• EXERCISE OBJECTIVE
Print, word for word, the part of the transcript about set-theory arguments for God that starts at "Like don't don't" and ends at "translate to reality?".

• QUOTED PASSAGE
☆ ☆ ☆ ☆
What you're doing is helping them refine their argument into something a little more unassalable, a little easier to pass. You're helping them refine their performance more than their opinion. If you really if somebody comes up to you with set theory, right?
And they say um and they claim that uh that that set theory, I'm not going to go through the whole um C is a subset of G, therefore G must exist, therefore God, right? I'm not going to go through the whole formal syllogism of it, but if somebody comes up to you with that, stop and ask them two very important questions. One, why can I not just replace G with anything?
Why can I not replace G with cosmic fortune cookie that we were cracked out of?
How does that logically entail? Right?
How does that logically follow? Um and then two, ask them how do you demonstrate that set theory directly translates to a description of reality?
Like don't don't just don't just let them like blurt their way through their set theory, right? Don't just correct them on their on their misformulation of ZKF.
Like let them like honestly like ask them like how do I translate set theory into into actuality?
What what is what is the step? Same thing with modal ontological arguments, right? How what is the step from taking S5 logic into reality? How does that translate? How does that work? because you're using words, you're using descriptions, you're using logic, you're using abstractions. That's all fine and great. Congratulations. Your brain is functioning. All you've proven is that your brain functions.
You haven't demonstrated anything about reality. You've said your brain functions enough to use set theory.
Great. Congratulations. What is How does this translate to reality?
How is the universe a set? Let's let's start there, right? How does how does how does how does how does any of this work exactly?
Like walk them away from using things like that and be like, let's sit down.
Let's let's actually discuss this. Like let's let's honestly discuss what you're trying to say and what you're trying to imply here. Like why does that why do you think an axiom in philosophy is demonstrative is as demonstrative or as powerfully demonstrable as me getting up and taking a piss in the morning? How does how does that work?
☆ ☆ ☆ ☆
• EXCERPTED RECORDS
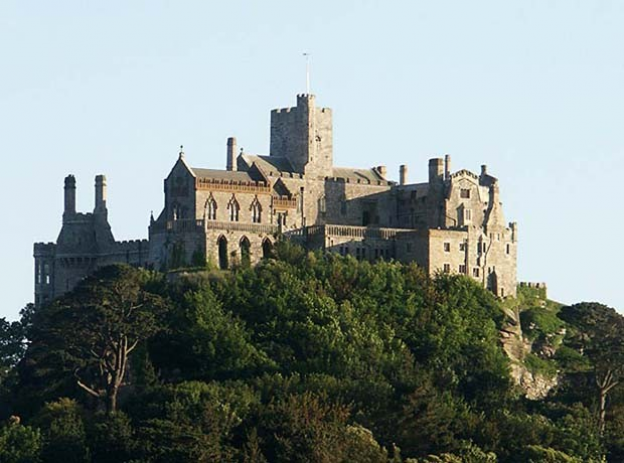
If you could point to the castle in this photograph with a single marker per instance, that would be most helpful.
(452, 223)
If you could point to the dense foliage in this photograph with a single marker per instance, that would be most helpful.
(304, 358)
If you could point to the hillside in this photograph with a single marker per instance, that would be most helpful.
(309, 358)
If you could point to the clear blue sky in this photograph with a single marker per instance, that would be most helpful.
(532, 88)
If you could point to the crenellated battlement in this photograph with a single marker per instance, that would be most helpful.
(130, 245)
(532, 284)
(43, 249)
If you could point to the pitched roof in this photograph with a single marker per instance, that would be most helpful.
(218, 174)
(365, 175)
(270, 165)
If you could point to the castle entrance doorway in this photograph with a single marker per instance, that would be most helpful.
(223, 261)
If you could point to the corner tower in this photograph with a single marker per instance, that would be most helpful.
(304, 134)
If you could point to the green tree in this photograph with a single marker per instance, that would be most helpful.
(64, 435)
(18, 443)
(91, 332)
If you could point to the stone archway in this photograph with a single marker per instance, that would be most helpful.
(223, 257)
(245, 246)
(267, 249)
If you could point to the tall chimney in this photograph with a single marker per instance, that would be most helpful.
(403, 175)
(100, 194)
(70, 196)
(436, 170)
(231, 154)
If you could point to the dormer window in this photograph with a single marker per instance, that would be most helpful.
(233, 209)
(211, 209)
(256, 211)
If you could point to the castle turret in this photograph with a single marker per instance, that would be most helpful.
(436, 170)
(100, 195)
(403, 175)
(303, 134)
(447, 167)
(231, 154)
(70, 197)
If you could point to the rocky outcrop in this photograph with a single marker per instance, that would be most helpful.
(534, 385)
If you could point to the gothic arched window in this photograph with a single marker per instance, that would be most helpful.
(234, 209)
(211, 209)
(256, 211)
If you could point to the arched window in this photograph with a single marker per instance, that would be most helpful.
(222, 244)
(322, 205)
(234, 209)
(267, 248)
(256, 211)
(245, 252)
(211, 209)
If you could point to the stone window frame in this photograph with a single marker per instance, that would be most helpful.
(234, 209)
(256, 211)
(211, 208)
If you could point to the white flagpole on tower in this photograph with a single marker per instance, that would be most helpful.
(307, 55)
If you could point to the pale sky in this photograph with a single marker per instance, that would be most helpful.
(532, 88)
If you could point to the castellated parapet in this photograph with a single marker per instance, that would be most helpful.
(451, 223)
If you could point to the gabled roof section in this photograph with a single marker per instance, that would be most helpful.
☆ ☆ ☆ ☆
• TASK RESULT
Like don't don't just don't just let them like blurt their way through their set theory, right? Don't just correct them on their on their misformulation of ZKF.
Like let them like honestly like ask them like how do I translate set theory into into actuality?
What what is what is the step? Same thing with modal ontological arguments, right? How what is the step from taking S5 logic into reality? How does that translate? How does that work? because you're using words, you're using descriptions, you're using logic, you're using abstractions. That's all fine and great. Congratulations. Your brain is functioning. All you've proven is that your brain functions.
You haven't demonstrated anything about reality. You've said your brain functions enough to use set theory.
Great. Congratulations. What is How does this translate to reality?